Data items
============

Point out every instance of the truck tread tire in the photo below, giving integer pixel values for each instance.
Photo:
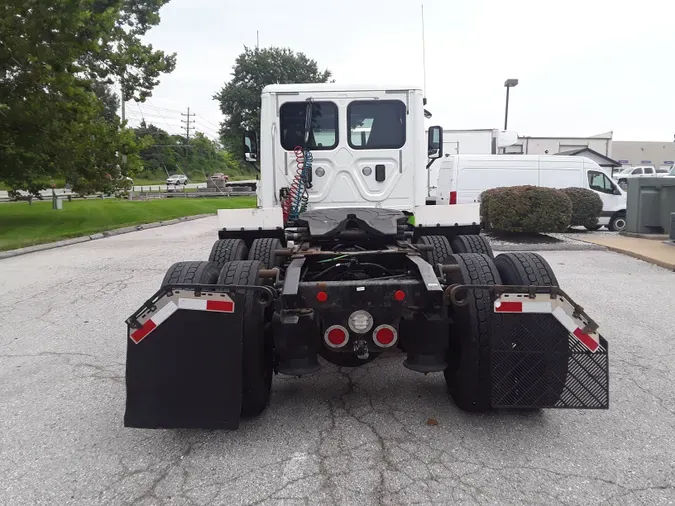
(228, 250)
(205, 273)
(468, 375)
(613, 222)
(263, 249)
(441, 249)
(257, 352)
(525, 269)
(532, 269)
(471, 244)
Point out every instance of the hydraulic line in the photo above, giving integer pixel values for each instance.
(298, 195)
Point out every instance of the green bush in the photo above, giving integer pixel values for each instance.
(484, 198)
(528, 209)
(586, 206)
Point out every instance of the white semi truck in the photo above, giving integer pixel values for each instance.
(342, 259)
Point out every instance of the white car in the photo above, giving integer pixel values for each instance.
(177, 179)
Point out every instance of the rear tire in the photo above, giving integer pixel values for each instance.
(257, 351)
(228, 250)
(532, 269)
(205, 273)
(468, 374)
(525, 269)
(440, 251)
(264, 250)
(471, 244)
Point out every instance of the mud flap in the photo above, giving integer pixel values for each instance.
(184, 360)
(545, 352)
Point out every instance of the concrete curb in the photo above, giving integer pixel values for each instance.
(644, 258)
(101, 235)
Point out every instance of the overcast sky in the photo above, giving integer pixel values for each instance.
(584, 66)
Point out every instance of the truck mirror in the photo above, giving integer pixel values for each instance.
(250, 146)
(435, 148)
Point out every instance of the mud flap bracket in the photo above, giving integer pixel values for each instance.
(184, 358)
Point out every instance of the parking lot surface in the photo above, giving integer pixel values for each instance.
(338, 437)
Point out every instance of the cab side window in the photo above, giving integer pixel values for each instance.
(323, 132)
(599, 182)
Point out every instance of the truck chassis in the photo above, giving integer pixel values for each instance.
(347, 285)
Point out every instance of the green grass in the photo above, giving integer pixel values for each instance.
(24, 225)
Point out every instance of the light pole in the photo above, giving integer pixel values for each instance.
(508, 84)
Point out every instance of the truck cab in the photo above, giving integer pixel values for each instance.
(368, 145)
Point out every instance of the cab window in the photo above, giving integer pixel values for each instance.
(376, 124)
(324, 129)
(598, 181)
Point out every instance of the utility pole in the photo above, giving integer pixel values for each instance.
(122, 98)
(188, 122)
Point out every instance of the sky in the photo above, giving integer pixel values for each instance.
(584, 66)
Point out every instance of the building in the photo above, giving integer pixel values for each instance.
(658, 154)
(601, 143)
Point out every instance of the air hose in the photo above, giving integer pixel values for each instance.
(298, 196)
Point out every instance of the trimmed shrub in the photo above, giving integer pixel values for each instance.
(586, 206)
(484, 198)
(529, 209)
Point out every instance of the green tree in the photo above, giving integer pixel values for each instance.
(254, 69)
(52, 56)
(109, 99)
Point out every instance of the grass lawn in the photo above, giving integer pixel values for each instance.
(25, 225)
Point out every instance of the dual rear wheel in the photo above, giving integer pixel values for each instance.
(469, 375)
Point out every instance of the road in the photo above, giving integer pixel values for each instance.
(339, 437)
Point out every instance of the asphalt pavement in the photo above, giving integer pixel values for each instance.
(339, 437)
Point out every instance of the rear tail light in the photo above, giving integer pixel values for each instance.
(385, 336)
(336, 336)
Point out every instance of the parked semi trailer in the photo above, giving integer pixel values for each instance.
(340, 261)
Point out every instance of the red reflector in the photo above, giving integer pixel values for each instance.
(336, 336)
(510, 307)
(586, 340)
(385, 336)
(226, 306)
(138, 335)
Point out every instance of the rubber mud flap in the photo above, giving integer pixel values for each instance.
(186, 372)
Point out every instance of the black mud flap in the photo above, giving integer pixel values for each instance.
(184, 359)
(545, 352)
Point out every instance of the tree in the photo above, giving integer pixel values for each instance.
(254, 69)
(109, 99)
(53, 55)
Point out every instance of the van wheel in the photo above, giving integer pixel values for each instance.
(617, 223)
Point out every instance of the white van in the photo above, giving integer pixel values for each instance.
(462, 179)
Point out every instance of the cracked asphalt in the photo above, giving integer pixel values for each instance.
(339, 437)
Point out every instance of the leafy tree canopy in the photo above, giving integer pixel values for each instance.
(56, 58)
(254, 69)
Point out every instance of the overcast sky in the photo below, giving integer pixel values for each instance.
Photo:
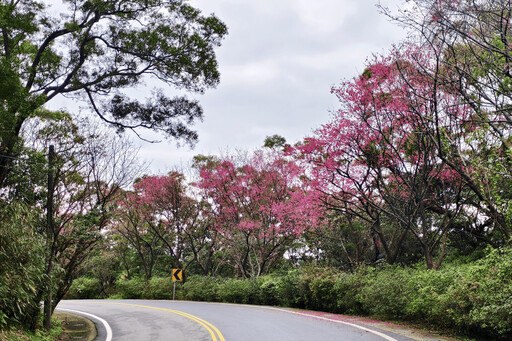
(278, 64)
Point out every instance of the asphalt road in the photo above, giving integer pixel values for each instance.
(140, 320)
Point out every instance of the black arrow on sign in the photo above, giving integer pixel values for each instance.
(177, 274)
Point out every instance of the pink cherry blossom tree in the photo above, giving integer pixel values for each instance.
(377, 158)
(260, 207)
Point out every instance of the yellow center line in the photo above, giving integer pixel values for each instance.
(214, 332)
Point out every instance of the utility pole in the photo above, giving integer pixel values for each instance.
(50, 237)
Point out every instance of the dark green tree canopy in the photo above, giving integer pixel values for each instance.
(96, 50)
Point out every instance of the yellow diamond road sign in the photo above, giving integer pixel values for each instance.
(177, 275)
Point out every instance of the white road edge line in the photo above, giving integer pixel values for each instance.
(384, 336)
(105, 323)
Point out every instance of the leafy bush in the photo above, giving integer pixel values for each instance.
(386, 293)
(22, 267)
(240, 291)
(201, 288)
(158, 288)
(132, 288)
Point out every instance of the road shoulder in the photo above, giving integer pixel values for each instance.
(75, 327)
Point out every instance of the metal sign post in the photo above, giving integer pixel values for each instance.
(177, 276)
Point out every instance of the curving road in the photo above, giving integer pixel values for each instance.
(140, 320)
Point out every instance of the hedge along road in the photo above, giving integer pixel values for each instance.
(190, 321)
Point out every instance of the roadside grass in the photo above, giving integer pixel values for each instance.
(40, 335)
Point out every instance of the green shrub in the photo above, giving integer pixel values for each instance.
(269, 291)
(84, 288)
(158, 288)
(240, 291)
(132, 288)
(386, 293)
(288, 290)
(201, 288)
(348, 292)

============

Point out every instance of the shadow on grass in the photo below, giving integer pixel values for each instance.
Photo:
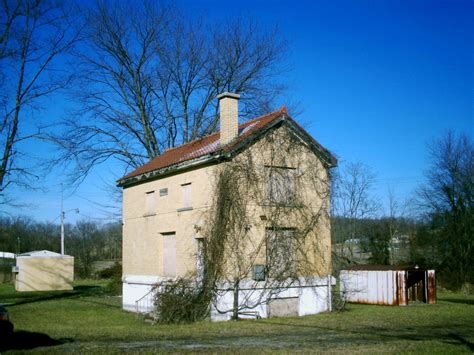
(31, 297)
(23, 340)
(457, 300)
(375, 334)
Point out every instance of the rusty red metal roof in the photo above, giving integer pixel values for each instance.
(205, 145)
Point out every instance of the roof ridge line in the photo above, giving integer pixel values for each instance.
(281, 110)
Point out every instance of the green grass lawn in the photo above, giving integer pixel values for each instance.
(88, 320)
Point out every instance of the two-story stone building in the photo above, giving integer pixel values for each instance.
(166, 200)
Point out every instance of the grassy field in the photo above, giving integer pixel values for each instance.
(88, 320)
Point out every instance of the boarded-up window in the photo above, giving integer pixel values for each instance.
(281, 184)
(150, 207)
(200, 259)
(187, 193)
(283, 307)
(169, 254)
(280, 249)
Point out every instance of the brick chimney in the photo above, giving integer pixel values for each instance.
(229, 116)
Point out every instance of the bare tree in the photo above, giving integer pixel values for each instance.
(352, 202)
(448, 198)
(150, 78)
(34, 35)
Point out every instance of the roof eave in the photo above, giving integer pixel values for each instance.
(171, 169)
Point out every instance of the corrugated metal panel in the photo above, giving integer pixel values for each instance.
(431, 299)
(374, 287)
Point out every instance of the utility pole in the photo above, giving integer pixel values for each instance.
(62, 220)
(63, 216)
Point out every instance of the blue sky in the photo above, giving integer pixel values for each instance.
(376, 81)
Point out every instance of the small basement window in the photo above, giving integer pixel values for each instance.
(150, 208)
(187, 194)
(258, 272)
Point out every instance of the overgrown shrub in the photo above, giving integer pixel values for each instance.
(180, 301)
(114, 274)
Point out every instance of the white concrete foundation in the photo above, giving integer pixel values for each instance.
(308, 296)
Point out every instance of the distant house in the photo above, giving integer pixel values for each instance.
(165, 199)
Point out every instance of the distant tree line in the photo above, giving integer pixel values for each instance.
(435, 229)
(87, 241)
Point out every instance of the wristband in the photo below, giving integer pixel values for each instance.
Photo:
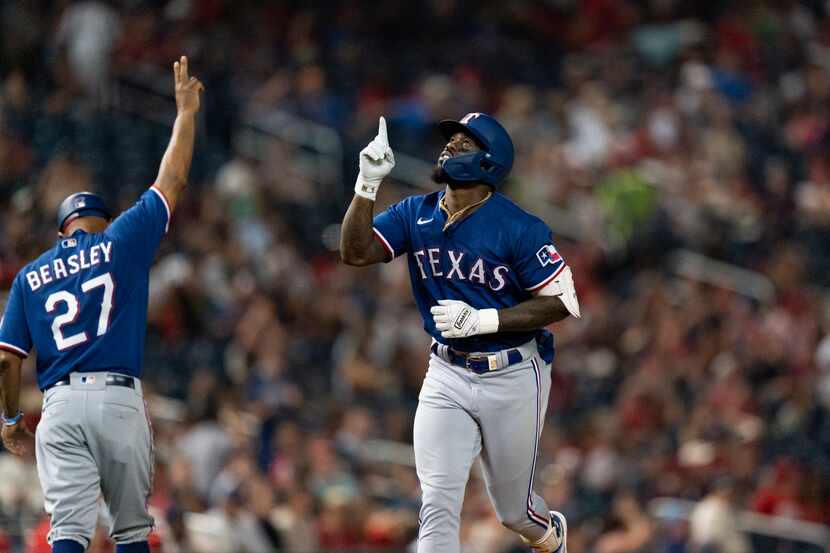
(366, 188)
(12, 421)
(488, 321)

============

#### SET TASK:
Return every line of the records above that contains the string "overcast". Case counts.

#### EXERCISE RESPONSE:
Point out every instance of the overcast sky in the photo above, giving integer pixel values for each instance.
Point out every instance of the overcast sky in the photo below, giving integer pixel values for each instance.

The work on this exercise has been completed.